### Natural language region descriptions
* * *
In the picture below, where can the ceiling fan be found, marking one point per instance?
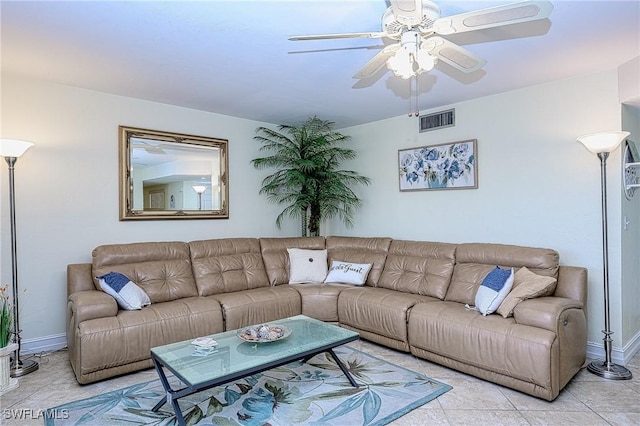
(416, 27)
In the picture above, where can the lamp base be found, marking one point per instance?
(23, 368)
(611, 371)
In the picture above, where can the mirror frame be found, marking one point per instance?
(126, 188)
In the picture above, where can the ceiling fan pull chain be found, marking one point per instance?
(417, 91)
(410, 106)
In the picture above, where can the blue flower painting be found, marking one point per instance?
(447, 166)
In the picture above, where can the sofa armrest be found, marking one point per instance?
(91, 304)
(79, 278)
(545, 312)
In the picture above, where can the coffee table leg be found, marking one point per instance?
(168, 394)
(343, 368)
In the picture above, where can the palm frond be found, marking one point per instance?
(309, 180)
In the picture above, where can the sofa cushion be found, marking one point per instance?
(276, 258)
(419, 267)
(348, 273)
(128, 337)
(320, 301)
(161, 269)
(526, 285)
(378, 311)
(127, 293)
(227, 265)
(307, 266)
(490, 343)
(258, 305)
(360, 250)
(475, 260)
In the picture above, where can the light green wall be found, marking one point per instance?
(67, 188)
(537, 186)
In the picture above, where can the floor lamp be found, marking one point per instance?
(11, 149)
(602, 144)
(199, 190)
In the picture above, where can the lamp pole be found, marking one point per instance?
(11, 149)
(602, 144)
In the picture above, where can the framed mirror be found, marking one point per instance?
(167, 175)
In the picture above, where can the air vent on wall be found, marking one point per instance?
(438, 120)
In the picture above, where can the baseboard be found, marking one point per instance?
(594, 350)
(43, 344)
(620, 356)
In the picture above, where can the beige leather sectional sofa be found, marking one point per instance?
(413, 301)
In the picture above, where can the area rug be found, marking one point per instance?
(311, 393)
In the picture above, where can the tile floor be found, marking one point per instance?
(586, 400)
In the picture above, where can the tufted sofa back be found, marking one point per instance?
(360, 250)
(162, 269)
(227, 265)
(419, 267)
(475, 260)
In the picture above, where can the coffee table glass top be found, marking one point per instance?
(232, 355)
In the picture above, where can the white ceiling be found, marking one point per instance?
(233, 57)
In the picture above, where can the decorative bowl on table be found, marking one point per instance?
(264, 333)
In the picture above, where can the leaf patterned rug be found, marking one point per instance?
(311, 393)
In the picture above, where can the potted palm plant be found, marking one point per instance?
(308, 179)
(6, 347)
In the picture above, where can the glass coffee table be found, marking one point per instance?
(233, 358)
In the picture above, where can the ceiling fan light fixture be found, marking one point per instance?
(425, 61)
(402, 63)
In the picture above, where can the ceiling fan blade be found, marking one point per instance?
(336, 36)
(452, 54)
(373, 66)
(408, 12)
(513, 13)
* * *
### WORK TO COMPLETE
All of the data should be returned word for word, with each picture left out.

### RESPONSE TO THE TASK
In the picture below, where can the ceiling fan be found, marking one point per instance?
(416, 27)
In the picture above, where can the lamp base be found, marking one point per instance?
(23, 368)
(611, 371)
In the picture above, where can the mirror frame be found, marking one point per instance?
(126, 188)
In the picture above, where can the ceiling fan pull chain be found, marking one point per instance?
(417, 91)
(410, 106)
In the picture above, where can the blue flower painting be found, marking one point per instance?
(447, 166)
In the picture above, where can the sofa armrest be found, marking one point per instance?
(91, 304)
(79, 278)
(545, 312)
In the picture above, where can the coffee table leg be found, marking one point per instance?
(168, 394)
(343, 368)
In the picture above, where can the palm frond be found, marking one point per instance?
(309, 180)
In the picture above, where can the sofa cushion be found, marking one point per instance?
(276, 258)
(419, 267)
(348, 273)
(128, 337)
(320, 301)
(161, 269)
(526, 285)
(378, 311)
(127, 293)
(227, 265)
(307, 266)
(490, 343)
(258, 305)
(360, 250)
(475, 260)
In the picture above, where can the light green wall be found, marking one point per instance?
(67, 188)
(537, 186)
In the picture above, where can the floor lamp be found, marking one point per instance?
(11, 149)
(602, 144)
(199, 190)
In the picture above, where can the lamp pole be found, marking one point per instance?
(11, 149)
(602, 144)
In the picture above, where can the framed mirror be found, marking one point per instance?
(167, 175)
In the picture above, where can the air vent on wall be found, marking one point per instance?
(438, 120)
In the picture above, where can the baseboard be found, marking one point per instance?
(594, 350)
(43, 344)
(620, 356)
In the picture above, where can the beige leather sectional sofa be found, marking one point per instance?
(413, 301)
In the picture above, where can the area rug be found, marking one point per instance?
(311, 393)
In the picture above, where can the tile floor be found, marking one point per instance?
(586, 400)
In the picture above, where can the tufted sofa back be found, marking one point per instance?
(360, 250)
(162, 269)
(227, 265)
(419, 267)
(475, 260)
In the picture above, where can the coffee table glass top be found, marking one point per instance?
(232, 355)
In the picture above, where can the white ceiling be found, marking one point per instance?
(233, 57)
In the picture above, where can the decorative bowl on table be found, marking one point per instance?
(264, 333)
In the picture above, where can the leaf patterned rug be found, marking one point per instance?
(311, 393)
In the picture above, where can the potted palm plant be found, marking one point per instance?
(308, 179)
(6, 347)
In the picture above, where can the glass coffee table be found, marking one point per instance?
(233, 358)
In the picture above, where can the ceiling fan light fixture be found, marking one point per instance?
(425, 61)
(402, 63)
In the picture above, where can the ceiling fan blade be found, marking one point per instance?
(336, 36)
(452, 54)
(373, 66)
(408, 12)
(513, 13)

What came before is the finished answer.